*PAGE EXTRACT*:
------------

12. Is emigration a solution?

I will never forget this picture: a tall man, around thirty years old or a little order, with a lean, weary face, walks along slowly, carrying a sign: “I am looking for work! It has been three years since I graduated from the legal faculty!”

I witnessed this scene today, 26 May 1936, on one of Warsaw’s main streets. The man was, of course, a Pole. The passers-by shook their heads sympathetically, but nevertheless allowed the man with the sign to carry on walking. Everyone hurried their own way to fight for their piece of bread, to struggle for physical existence.

Here we have some news from Lodz: “The hunger strike of the sixteen men who barricaded themselves in the military volunteers’ hall has been interrupted.” What kind of a strike is this? And who are the strikers? Sixteen former military volunteers from the Polish army who had been unemployed for years entered the military volunteers’ hall, declared a hunger strike, and indeed sat there for sixty hours without a drink of water or a bite of bread. The police eventually ejected them from the hall by force. Several of them fainted due to weakness. Will they get work now? We will have to wait and see.

------------

*TASKS FOR THIS EXERCISE*:
(1) For each statement about the passage on emigration, answer yes or no and quote the words of the passage that decide it: (a) the man with the sign had graduated from the legal faculty three years earlier; (b) the sixteen strikers in Lodz left the hall on their own; (c) the strikers went sixty hours without water or bread.
(2) Reproduce the passage on emigration word for word, from "12. Is emigration" up to and including "for physical existence.".
The records that come next are separate material, unrelated to this passage.

*RECORD SET*:
------------

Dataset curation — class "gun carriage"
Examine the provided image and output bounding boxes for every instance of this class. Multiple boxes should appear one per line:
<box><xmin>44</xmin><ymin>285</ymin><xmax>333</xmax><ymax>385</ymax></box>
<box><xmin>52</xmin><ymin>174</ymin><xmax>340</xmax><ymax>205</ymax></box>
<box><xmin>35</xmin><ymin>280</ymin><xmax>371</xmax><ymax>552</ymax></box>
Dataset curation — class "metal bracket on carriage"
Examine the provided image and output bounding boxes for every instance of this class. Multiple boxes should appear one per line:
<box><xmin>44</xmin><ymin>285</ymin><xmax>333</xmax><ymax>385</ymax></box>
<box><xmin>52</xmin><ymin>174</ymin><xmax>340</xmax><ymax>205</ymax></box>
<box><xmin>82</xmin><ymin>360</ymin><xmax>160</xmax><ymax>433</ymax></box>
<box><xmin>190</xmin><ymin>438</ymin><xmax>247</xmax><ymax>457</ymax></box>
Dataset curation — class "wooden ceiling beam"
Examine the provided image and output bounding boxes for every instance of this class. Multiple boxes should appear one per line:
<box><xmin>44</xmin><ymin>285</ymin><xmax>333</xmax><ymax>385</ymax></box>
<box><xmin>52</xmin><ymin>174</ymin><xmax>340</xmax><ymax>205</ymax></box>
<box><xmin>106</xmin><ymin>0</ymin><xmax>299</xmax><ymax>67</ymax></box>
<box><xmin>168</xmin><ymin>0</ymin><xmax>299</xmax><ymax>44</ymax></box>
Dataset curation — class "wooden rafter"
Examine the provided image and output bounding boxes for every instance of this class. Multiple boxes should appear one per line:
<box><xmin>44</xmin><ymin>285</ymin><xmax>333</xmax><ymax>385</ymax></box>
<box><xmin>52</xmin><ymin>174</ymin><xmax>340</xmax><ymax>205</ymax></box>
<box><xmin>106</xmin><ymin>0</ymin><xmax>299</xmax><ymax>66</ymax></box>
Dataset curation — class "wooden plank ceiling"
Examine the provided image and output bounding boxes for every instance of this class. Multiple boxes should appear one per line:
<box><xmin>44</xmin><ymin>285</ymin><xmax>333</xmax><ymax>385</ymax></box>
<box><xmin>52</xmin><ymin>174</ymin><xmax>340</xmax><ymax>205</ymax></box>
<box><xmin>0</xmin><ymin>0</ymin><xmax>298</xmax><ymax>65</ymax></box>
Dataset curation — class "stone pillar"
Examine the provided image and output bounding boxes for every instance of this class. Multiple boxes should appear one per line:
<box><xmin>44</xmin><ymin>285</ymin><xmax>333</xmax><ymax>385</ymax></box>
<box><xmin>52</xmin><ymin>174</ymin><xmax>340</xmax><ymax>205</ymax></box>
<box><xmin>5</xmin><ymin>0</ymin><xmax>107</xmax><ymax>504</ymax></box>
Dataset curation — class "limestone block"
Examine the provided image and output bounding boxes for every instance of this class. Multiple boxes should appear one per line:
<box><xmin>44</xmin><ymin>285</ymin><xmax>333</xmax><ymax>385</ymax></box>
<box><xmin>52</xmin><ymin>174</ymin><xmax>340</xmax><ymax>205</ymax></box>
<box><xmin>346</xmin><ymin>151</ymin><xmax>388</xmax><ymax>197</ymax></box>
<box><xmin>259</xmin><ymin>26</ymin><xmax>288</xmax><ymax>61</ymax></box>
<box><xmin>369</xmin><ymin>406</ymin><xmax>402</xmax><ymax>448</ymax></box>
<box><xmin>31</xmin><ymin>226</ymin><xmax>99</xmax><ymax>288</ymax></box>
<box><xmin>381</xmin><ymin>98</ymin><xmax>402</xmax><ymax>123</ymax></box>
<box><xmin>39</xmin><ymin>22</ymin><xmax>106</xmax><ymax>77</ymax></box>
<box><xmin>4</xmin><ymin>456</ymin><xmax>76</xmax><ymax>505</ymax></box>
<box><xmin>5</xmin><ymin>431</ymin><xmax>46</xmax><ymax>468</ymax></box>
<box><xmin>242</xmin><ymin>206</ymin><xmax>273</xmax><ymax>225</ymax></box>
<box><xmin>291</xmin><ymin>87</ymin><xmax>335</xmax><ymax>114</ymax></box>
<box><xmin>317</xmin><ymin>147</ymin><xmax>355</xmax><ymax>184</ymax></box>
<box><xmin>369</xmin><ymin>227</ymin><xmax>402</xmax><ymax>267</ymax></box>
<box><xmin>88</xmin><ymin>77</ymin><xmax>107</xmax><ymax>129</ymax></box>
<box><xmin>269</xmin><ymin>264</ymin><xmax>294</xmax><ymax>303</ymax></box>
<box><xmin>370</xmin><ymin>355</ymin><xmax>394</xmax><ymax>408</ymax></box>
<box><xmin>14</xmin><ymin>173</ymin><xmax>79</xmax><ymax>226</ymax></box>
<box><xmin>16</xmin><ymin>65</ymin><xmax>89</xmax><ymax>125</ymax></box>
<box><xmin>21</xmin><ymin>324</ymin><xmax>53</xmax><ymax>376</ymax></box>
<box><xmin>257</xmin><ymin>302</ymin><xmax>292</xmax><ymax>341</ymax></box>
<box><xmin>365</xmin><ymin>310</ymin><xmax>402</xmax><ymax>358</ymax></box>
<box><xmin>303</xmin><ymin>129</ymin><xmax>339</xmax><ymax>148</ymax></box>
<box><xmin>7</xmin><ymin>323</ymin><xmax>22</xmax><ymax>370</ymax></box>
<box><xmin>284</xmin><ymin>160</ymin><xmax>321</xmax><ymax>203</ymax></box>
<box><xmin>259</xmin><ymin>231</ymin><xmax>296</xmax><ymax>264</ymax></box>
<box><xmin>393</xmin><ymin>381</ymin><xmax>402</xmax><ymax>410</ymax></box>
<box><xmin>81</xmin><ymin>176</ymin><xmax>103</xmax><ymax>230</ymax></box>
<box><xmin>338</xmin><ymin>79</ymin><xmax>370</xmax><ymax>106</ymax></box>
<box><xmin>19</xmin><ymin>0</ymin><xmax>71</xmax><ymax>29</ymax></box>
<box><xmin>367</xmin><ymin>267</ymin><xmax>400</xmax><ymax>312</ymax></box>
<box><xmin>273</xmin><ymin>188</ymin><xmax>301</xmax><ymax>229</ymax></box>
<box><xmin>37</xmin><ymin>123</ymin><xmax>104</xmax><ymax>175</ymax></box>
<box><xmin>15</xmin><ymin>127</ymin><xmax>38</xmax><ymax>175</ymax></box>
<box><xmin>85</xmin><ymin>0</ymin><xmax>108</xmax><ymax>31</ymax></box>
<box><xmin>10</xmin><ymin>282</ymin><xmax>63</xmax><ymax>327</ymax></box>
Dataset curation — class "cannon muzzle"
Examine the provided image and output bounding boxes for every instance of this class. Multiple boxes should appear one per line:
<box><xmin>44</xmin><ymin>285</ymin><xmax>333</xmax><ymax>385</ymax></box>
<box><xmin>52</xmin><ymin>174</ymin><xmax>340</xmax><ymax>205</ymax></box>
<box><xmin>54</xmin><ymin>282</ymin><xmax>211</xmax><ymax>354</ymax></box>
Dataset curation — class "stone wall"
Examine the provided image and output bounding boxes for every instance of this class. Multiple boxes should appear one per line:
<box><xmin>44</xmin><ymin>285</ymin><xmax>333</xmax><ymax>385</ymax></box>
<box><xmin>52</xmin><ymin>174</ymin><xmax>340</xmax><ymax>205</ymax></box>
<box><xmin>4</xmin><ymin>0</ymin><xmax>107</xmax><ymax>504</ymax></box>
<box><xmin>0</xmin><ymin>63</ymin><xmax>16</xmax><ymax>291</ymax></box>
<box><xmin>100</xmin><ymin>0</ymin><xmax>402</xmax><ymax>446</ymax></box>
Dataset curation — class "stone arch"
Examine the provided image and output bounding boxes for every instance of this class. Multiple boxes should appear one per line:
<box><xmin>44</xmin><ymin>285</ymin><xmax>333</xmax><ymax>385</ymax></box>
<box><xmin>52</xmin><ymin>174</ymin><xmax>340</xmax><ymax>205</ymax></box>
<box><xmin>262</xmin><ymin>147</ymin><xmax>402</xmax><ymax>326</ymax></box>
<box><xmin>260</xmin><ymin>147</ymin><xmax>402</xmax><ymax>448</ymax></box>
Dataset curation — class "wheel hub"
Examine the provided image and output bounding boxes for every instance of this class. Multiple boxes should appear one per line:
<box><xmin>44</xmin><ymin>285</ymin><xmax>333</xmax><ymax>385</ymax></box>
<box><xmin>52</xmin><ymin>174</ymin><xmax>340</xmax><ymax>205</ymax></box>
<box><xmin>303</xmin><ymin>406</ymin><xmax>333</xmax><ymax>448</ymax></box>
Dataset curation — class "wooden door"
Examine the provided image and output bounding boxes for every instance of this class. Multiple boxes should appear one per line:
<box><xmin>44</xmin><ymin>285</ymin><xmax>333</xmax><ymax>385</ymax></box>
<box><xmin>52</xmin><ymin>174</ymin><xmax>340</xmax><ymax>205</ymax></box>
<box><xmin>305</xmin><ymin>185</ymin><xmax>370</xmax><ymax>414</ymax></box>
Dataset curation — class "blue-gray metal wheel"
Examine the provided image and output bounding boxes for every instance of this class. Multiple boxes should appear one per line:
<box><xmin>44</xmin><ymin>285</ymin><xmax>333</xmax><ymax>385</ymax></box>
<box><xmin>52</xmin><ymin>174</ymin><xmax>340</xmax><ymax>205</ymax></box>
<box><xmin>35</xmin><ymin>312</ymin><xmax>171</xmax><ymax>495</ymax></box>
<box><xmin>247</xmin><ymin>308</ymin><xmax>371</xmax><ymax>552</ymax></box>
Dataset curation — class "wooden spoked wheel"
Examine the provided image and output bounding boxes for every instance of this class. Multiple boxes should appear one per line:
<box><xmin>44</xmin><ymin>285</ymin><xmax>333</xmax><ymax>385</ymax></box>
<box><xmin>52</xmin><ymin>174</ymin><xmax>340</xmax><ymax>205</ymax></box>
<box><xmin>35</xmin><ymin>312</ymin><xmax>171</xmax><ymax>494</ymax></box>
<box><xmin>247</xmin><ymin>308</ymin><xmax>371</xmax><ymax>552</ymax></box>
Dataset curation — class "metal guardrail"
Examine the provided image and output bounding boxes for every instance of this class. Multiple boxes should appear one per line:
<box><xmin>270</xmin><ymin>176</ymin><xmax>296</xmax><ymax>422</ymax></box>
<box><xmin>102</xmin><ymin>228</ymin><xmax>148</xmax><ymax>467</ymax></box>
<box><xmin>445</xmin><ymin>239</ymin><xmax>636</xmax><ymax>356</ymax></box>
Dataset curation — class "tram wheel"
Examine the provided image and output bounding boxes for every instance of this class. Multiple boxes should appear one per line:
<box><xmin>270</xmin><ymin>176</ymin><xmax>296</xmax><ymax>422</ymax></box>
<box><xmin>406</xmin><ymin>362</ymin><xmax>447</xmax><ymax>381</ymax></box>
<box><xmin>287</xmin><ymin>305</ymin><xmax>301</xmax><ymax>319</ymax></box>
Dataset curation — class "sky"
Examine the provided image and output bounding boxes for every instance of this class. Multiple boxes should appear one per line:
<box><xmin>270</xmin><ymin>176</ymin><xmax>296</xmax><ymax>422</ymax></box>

------------

*OUTPUTS*:
(1)
(a) Yes: "It has been three years since I graduated from the legal faculty!"
(b) No: "The police eventually ejected them from the hall by force."
(c) Yes: "sat there for sixty hours without a drink of water or a bite of bread."

(2)
12. Is emigration a solution?

I will never forget this picture: a tall man, around thirty years old or a little order, with a lean, weary face, walks along slowly, carrying a sign: “I am looking for work! It has been three years since I graduated from the legal faculty!”

I witnessed this scene today, 26 May 1936, on one of Warsaw’s main streets. The man was, of course, a Pole. The passers-by shook their heads sympathetically, but nevertheless allowed the man with the sign to carry on walking. Everyone hurried their own way to fight for their piece of bread, to struggle for physical existence.